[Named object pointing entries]

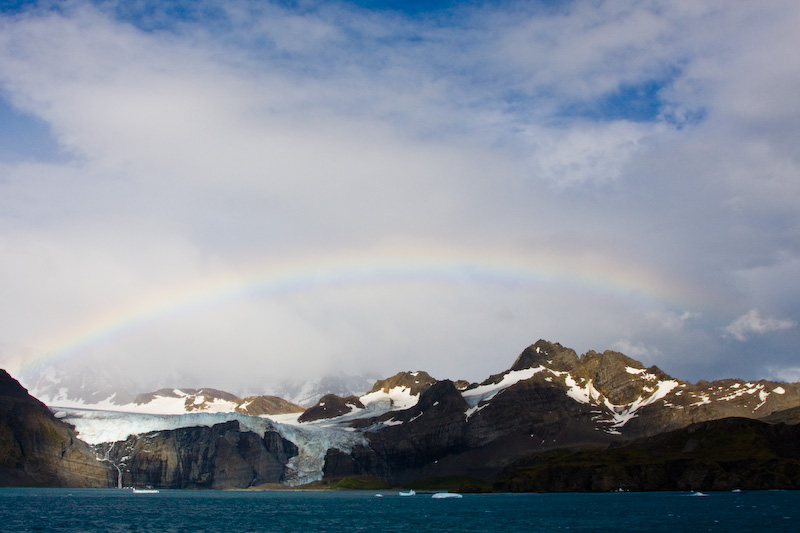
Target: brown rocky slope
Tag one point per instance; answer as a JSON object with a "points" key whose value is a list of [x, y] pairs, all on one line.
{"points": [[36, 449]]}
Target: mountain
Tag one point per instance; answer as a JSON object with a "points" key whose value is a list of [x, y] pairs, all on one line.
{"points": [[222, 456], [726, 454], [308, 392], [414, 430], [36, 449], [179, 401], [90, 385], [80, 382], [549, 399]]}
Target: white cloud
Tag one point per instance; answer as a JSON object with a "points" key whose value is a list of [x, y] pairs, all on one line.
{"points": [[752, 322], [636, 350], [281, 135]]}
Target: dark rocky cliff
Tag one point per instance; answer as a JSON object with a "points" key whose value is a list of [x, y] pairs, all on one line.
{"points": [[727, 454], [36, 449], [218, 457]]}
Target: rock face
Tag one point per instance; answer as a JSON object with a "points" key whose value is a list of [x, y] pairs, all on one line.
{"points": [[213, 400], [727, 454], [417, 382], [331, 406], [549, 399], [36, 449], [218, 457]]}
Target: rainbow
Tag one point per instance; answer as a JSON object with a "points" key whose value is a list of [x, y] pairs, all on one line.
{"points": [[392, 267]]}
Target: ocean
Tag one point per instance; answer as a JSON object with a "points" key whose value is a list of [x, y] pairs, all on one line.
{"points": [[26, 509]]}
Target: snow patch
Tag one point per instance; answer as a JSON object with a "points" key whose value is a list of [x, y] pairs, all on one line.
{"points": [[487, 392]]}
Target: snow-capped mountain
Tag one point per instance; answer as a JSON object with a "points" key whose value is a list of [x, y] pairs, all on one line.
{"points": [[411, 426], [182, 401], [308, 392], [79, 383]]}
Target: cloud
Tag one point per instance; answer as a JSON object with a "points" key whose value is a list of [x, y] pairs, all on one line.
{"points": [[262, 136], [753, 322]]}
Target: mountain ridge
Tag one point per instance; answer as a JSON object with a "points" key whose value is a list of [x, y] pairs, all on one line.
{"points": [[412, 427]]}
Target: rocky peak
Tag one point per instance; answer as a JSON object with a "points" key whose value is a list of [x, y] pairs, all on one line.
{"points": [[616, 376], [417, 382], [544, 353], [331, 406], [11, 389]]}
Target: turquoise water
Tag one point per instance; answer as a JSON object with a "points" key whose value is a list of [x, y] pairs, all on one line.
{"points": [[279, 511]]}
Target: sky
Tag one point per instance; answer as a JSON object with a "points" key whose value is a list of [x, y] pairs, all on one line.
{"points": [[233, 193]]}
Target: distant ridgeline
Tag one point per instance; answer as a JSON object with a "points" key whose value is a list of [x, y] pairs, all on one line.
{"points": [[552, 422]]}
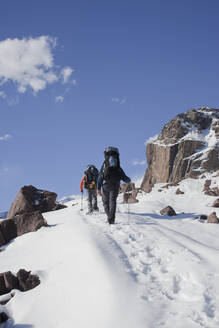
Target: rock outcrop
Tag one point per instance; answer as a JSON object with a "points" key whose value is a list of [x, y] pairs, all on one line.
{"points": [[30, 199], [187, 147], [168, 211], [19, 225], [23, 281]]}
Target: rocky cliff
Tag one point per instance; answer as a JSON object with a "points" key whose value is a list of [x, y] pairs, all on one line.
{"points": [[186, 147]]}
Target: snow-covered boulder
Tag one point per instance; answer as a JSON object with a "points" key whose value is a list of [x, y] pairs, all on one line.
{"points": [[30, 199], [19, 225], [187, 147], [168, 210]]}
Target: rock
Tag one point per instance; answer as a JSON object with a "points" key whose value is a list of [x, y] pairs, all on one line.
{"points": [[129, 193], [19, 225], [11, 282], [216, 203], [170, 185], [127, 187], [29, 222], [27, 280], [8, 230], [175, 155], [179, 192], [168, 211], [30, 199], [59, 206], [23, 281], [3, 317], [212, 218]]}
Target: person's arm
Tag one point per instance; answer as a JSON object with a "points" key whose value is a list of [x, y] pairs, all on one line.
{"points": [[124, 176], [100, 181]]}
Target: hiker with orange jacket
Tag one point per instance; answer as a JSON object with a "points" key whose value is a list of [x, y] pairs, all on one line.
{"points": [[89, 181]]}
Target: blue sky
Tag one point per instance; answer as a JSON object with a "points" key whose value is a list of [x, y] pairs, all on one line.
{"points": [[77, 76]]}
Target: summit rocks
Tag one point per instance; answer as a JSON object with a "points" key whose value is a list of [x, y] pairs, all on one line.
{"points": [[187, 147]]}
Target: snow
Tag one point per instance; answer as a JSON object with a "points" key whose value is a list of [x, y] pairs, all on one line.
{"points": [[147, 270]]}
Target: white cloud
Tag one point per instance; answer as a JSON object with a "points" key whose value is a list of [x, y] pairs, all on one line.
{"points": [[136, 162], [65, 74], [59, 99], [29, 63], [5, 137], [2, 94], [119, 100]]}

• Requirements
Reproduce all of the data exactly, omitting each picture it holds.

• Correct result
Target: brown rocky slope
Tag one point per instance; answer as a JSON object with a "points" key whose value is a list of [x, y] pairs, all on one line.
{"points": [[36, 449]]}
Target: mountain
Tag one point per instance; answer as a JSON object with a "points" key whose value is a list of [x, y] pairs, all on one line.
{"points": [[222, 456], [726, 454], [308, 392], [414, 430], [36, 449], [179, 401], [90, 385], [80, 382], [549, 399]]}
Target: white cloud
Tag one point per instance; answer as a JSON object with a "points" key whose value is a list of [x, y] pairs, all on one line.
{"points": [[752, 322], [636, 350], [281, 135]]}
Target: dark rocky cliff
Tag one point per instance; answer as a JSON object with a "points" key whose value is a list of [x, y] pairs, all on one line.
{"points": [[727, 454], [36, 449], [218, 457]]}
Target: rock face
Tag one point per instance; answer as a JSON object with a "points" key whose value is a list of [x, y] pairs, all on one line.
{"points": [[213, 400], [727, 454], [417, 382], [331, 406], [549, 399], [36, 449], [218, 457]]}
Target: rainbow
Tag one point per instance; answer as a JSON object with a "points" key whose value is a list of [x, y] pairs, all on one line.
{"points": [[392, 267]]}
Target: ocean
Tag one point per instance; answer as a JSON object with a "points" key whose value is a list of [x, y] pairs, all on one line.
{"points": [[26, 509]]}
Target: snow patch
Tag one point per instance; answer as a JSON object with a "points" key whose value is a list of [x, y] pairs, all on one line.
{"points": [[487, 392]]}
Target: snow-capped mountain
Tag one point per instance; answer as a JSON object with a "points" key whose value is a list of [x, y] pairs, all on one line.
{"points": [[411, 426], [182, 401], [308, 392], [79, 383]]}
Target: cloud
Tag one point per instance; answer as a JSON object with a "points" key whose value is a list of [x, y] pairs, all on one line.
{"points": [[262, 136], [753, 322]]}
Target: mountain ridge
Tag one point per instance; answer as a JSON object with a "points" key whose value is a list of [x, y] pairs, all on one line.
{"points": [[412, 427]]}
Target: rocky peak
Tag one point per instance; answer as a JSON object with a "points" key whose value is a list of [x, y] pairs, all on one line.
{"points": [[616, 376], [417, 382], [544, 353], [331, 406], [11, 389]]}
Target: turquoise water
Tag one point per instance; answer as a JSON object with a "points" key whose value is a list of [x, y] pairs, all on one line.
{"points": [[279, 511]]}
Target: sky
Tag one point per instance; answer as a JSON object with a "points" key whose value is a list of [x, y] pairs, all on one line.
{"points": [[233, 193]]}
Target: distant ridgeline
Tag one point per instance; answer as a JSON object with a "points" key whose value is a list of [x, y] pairs, all on one line.
{"points": [[552, 422]]}
Target: rock outcrop
Tag one point per instance; answer as a JSON object with a "points" key whose value is a list of [x, y] pairs, all on one line.
{"points": [[30, 199], [187, 147], [168, 211], [19, 225], [23, 281]]}
Target: rocky cliff
Tag one point per instance; answer as a JSON object with a "points" key whose value is a list of [x, y] pairs, all on one line.
{"points": [[186, 147]]}
Target: snow-covered boulder
Tag one point per instance; answer as a JSON object with a "points" key whose value is a list of [x, y] pairs, all on one line.
{"points": [[30, 199], [19, 225], [187, 147], [168, 210]]}
Target: rock
Tag one point per instance; answer as a JSON object with a "points" key whose value is a list of [x, y] pairs, all on one line.
{"points": [[129, 193], [19, 225], [11, 282], [216, 203], [170, 185], [127, 187], [29, 222], [27, 280], [8, 230], [175, 155], [179, 192], [168, 211], [30, 199], [59, 206], [23, 281], [3, 317], [212, 218]]}
Target: person's arm
Tag one point per instance; answer as a JSON object with a "points" key whose value is a list of [x, y] pairs, all on one line.
{"points": [[124, 176], [100, 181]]}
Target: hiker with orange jacket
Tag one point per instance; answer as a JSON object with a "points" key whose value is a list of [x, y] pairs, all on one line.
{"points": [[89, 181]]}
Target: blue sky
Tag one point per instance; answer as a JSON object with a "points" key whose value is a list of [x, y] pairs, all on one line.
{"points": [[77, 76]]}
Target: summit rocks
Tag one point per instance; answer as a JSON object with a "points" key whose value is a list of [x, y] pairs, all on one line.
{"points": [[187, 147]]}
Target: snow
Tag one point per instance; answer as a JSON object with a "points" key whose value is a list of [x, y] pairs, all on one line.
{"points": [[147, 270]]}
Target: white cloud
Tag one point per instance; answer as a JSON object with a "points" key whose value is a list of [x, y] pairs, all on one line.
{"points": [[136, 162], [65, 74], [59, 99], [29, 63], [5, 137], [2, 94], [119, 100]]}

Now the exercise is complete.